Что требуется -
Ответьте на вопросы по приведенному ниже фрагменту о мятеже Эскобара:
(а) В каком штате 3 марта вспыхнуло восстание?
(б) Какие обязанности Кальес принял на себя в первый же день мятежа?
(в) Кто командовал одним из крестьянских отрядов в тылу у мятежников?

Фрагмент -
—————

Читаем Диего Ривера полностью

Помещики-латифундисты, церковники, реакционная военщина, не возлагая уже никаких надежд на мирное волеизъявление народа, попытались еще раз прибегнуть к оружию. 3 марта в штате Сонора вспыхнуло восстание, вошедшее в историю под названием «мятеж Эскобара» — по имени одного из его главарей, или «мятеж сорока четырех генералов» — по общему числу взбунтовавшихся военачальников. Чтобы увлечь за собою массы, руководители мятежа тоже размахивали флагом мексиканской революции, призывая свергнуть правительство, лишившее граждан завоеванных ими свобод. Мятежники захватили территорию нескольких штатов; на их сторону перешла почти треть армии; примкнули к ним и банды «кристерос», хозяйничавшие в горных районах.

Правящая верхушка ответила быстрыми и решительными действиями. В первый же день мятежа Кальес принял на себя обязанности военного министра и верховного главнокомандующего. Против восставших были двинуты отборные соединения, подкрепленные авиацией. Соединенные Штаты, поставленные в известность о том, что за спиной мятежников стоят английские нефтяные монополии, оказали помощь законным властям Мексики. Но главную роль в подавлении мятежа и на этот раз сыграл народ. Коммунистическая партия выступила с манифестом, в котором разоблачала реакционный характер генеральского путча. Обращаясь к трудящимся с призывом подняться против мятежников, она требовала в то же время вооружить народ, ликвидировать крупные поместья, а землю отдать батракам, установить пролетарский контроль над производством, провести чистку государственного аппарата и офицерского состава. Снова рабочие и крестьяне вступали в правительственные войска. На некоторых ответственных участках сражались подразделения, целиком состоявшие из коммунистов. Снова в тылу у мятежников развернулась партизанская борьба — одним из крестьянских отрядов командовал член Центрального Комитета компартии Гваделупе Родригес. Менее чем за два месяца с мятежом было покончено; главарей расстреляли, уцелевшие бежали за границу.

Однако, по мере того как шла на убыль угроза справа, мексиканскую буржуазию все сильней начинала тревожить революционная активность бедняков, взявшихся за оружие и не проявлявших намерения выпускать его из рук. Особенные опасения вызывала коммунистическая партия. Разве не провозгласила она совсем недавно непосредственной задачей Рабоче-крестьянского блока уничтожение капиталистического строя? Разве не выдвинула в только что опубликованном манифесте такие требования, осуществление которых в корне подорвало бы установившийся режим? Устав дрожать за свои кошельки, «новые богачи» настаивали на принятии крутых мер.

—————

Перечень пунктов -
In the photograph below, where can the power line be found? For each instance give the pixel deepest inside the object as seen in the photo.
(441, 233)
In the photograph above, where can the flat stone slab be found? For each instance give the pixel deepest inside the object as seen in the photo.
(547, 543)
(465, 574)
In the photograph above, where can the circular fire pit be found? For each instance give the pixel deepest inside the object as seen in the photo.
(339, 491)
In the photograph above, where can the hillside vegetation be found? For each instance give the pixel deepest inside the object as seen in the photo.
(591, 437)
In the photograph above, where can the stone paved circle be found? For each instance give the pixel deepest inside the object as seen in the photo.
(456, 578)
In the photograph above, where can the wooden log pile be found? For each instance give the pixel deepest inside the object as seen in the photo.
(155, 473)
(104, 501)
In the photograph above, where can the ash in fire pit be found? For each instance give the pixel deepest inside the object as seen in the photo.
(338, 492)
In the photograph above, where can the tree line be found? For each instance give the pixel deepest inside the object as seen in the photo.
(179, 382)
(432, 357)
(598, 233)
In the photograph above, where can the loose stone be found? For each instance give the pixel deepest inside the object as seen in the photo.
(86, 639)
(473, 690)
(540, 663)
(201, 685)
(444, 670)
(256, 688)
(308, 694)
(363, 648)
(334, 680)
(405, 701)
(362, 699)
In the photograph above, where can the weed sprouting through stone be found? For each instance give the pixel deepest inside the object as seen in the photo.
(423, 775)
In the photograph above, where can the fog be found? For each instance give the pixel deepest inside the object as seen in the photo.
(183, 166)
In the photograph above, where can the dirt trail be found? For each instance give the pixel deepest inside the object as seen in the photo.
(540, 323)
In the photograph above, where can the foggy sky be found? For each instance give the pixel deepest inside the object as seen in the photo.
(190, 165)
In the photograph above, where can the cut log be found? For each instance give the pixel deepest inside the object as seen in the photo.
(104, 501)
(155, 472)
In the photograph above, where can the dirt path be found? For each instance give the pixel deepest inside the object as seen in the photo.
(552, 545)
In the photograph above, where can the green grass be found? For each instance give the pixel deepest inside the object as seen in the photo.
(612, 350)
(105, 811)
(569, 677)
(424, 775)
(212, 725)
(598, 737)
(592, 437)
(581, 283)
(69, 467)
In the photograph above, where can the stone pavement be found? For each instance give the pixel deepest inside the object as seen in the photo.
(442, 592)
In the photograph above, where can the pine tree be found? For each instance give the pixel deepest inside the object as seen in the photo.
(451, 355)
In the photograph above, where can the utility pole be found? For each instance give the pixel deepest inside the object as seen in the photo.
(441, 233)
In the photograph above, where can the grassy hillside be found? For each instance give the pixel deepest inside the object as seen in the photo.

—————

Решение задачи -
(а) В штате Сонора.
(б) Обязанности военного министра и верховного главнокомандующего.
(в) Член Центрального Комитета компартии Гваделупе Родригес.